ESTRATTO DELLA PAGINA:
━━━━━━━━━━━━━━━━

Un’attività che, grazie al lavoro dei pediatri, deve poi proseguire nella prima infanzia, ossia i primi mille giorni di vita, il periodo più delicato nella strutturazione di un microbiota ottimale. E che deve fondarsi su un’alleanza fra medico di famiglia, pediatra di libera scelta, genitori e figlio.
Il primo tema da affrontare è l’alimentazione corretta. Sappiamo che il primo driver per la modulazione, in positivo e in negativo, del microbiota intestinale è proprio la dieta. E sono sempre di più le evidenze pubblicate in letteratura sugli effetti negativi dei cibi processati e ultra processati.
Purtroppo, come sappiamo, le “nuove” abitudini alimentari (riduzione di frutta e verdura, aumento di junk food, il ricorso a “integratori” in ambiti non qualificati e da parte di suggeritori improvvisati) dipingono un quadro assai lontano sia dalla dieta mediterranea sia dalle indicazioni finalizzate a proteggere il nostro microbiota intestinale.

━━━━━━━━━━━━━━━━

MATERIALE ESTRATTO:
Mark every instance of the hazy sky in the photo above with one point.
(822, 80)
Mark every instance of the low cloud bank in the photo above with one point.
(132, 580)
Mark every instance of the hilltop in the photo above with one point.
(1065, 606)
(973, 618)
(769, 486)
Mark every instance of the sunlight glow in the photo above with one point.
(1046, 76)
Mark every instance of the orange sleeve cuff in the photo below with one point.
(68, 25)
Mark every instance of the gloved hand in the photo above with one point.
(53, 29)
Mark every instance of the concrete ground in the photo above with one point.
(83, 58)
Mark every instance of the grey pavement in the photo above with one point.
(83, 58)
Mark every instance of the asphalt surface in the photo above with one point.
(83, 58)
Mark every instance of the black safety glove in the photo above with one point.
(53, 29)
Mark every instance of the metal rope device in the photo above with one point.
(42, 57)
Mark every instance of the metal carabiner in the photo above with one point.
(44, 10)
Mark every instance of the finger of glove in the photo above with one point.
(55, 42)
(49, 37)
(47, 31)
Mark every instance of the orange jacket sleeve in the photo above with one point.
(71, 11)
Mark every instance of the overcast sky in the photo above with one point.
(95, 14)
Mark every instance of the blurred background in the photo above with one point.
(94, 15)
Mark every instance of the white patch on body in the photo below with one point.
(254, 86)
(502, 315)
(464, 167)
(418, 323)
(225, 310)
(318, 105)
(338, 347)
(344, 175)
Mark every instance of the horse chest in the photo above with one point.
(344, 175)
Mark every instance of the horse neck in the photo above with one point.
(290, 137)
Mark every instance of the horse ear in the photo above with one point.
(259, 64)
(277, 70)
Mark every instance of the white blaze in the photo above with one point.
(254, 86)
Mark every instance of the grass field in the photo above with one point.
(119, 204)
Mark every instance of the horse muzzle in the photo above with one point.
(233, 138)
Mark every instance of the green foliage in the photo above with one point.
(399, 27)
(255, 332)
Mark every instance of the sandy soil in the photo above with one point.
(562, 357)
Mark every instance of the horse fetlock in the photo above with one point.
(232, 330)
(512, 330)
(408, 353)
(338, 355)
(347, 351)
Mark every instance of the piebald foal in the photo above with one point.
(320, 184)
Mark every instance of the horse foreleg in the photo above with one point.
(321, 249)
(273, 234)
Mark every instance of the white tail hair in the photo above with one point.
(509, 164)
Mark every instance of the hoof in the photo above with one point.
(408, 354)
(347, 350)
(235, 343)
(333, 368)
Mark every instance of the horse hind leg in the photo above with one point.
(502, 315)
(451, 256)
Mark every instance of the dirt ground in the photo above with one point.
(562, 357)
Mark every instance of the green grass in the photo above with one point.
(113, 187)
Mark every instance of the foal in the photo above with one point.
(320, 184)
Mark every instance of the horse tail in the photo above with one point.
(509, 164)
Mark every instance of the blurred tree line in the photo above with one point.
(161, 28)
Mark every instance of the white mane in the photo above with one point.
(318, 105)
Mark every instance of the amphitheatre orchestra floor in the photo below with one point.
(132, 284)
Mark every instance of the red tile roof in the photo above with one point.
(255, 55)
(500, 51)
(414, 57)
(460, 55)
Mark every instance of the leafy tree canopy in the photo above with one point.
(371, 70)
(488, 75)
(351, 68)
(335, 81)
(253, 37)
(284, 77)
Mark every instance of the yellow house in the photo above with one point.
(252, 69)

━━━━━━━━━━━━━━━━

PROBLEMA:
In base all'estratto sul microbiota intestinale, rispondi a queste domande:
1. Quale periodo viene definito il più delicato nella strutturazione di un microbiota ottimale?
2. Che cosa viene indicato come primo driver per la modulazione del microbiota intestinale?
3. Quali "nuove" abitudini alimentari sono elencate tra parentesi?
I record costituiscono materiale a sé, distinto dall'estratto della pagina.

LA TUA SOLUZIONE:
1. La prima infanzia, ossia i primi mille giorni di vita.
2. La dieta.
3. La riduzione di frutta e verdura, l'aumento di junk food e il ricorso a "integratori" in ambiti non qualificati e da parte di suggeritori improvvisati.